ABOUT THIS TASK:
From the entries below, pull out each line where "Target" appears.

MATERIAL PROVIDED START

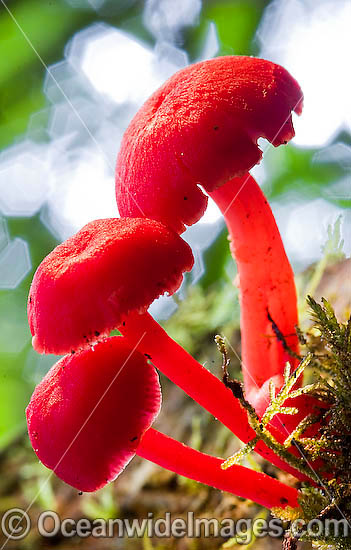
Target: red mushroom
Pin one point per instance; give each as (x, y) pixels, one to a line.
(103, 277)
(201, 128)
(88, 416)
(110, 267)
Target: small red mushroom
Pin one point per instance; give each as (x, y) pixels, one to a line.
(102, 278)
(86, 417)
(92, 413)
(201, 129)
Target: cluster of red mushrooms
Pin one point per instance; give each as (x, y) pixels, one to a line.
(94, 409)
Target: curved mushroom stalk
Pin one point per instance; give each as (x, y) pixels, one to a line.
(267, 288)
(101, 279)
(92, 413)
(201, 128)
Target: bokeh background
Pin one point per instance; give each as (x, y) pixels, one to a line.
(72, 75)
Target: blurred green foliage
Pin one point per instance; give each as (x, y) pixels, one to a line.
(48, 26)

MATERIAL PROVIDED END
MATERIAL PROVIDED START

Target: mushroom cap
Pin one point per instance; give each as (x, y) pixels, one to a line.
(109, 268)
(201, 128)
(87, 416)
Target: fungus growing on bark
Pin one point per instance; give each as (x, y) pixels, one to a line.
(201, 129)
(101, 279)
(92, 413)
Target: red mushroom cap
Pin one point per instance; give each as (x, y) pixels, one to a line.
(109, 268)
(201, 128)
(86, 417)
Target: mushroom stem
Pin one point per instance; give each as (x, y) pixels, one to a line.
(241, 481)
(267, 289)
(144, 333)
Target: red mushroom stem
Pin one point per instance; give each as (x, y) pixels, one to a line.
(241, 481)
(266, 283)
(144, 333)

MATERIAL PROVIDED END

RESULT:
Target: red mushroom
Target: small red mushroom
Target: cluster of red mushrooms
Target: curved mushroom stalk
Target: bokeh background
Target: blurred green foliage
Target: mushroom cap
Target: fungus growing on bark
Target: red mushroom cap
Target: mushroom stem
Target: red mushroom stem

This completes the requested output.